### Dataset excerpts
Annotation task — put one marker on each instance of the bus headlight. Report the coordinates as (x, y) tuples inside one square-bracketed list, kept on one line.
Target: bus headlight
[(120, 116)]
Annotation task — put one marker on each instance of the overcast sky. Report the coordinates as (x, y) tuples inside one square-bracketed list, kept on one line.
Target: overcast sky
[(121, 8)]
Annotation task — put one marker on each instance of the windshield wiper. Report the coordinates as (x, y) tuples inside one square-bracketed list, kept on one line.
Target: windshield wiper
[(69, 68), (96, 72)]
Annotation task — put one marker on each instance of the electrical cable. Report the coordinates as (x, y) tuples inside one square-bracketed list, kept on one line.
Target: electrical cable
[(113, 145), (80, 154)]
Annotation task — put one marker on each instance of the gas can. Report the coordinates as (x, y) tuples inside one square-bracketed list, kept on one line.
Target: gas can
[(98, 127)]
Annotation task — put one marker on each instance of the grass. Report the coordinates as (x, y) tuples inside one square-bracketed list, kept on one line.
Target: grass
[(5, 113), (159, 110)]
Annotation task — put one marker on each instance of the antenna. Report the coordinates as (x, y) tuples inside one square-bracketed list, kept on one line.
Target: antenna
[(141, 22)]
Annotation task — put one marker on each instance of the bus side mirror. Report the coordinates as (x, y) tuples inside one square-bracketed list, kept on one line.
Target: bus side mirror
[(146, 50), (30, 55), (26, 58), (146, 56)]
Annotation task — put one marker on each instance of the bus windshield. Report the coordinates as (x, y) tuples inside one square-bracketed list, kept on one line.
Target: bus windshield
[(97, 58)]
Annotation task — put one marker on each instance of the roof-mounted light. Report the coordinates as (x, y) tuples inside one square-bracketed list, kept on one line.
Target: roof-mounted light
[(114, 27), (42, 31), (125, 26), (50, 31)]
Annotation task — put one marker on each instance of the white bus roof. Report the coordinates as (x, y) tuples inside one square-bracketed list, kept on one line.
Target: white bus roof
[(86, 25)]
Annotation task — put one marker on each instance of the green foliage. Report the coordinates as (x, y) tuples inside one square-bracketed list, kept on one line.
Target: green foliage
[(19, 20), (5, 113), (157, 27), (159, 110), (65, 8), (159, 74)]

### Instructions to follow
Extract the first line above and each line after it up to and including the one with "the gas can.", please, exactly and with nothing else.

### Response to the task
Annotation task — put one marker on each instance of the bus headlight. Report the coordinates as (x, y) tuples inside one square-bracketed list, kept on one line.
Target: bus headlight
[(120, 116)]
Annotation task — put one marker on each instance of the overcast sky. Report the coordinates as (x, y) tuples inside one square-bracketed list, kept on one line.
Target: overcast sky
[(121, 8)]
Annotation task — put one marker on each instance of the windshield wiper. Report the coordinates as (x, y) tuples inside one square-bracketed list, kept on one line.
Target: windshield wiper
[(69, 68), (96, 72)]
Annotation task — put one marker on each instance of the electrical cable. Report the coordinates as (x, y) tuples inside one square-bracketed list, kept on one line.
Target: electrical cable
[(113, 145), (80, 154)]
Annotation task — put one marker on each instance of the gas can. Report the coordinates as (x, y) tuples inside one square-bracketed list, kept on one line.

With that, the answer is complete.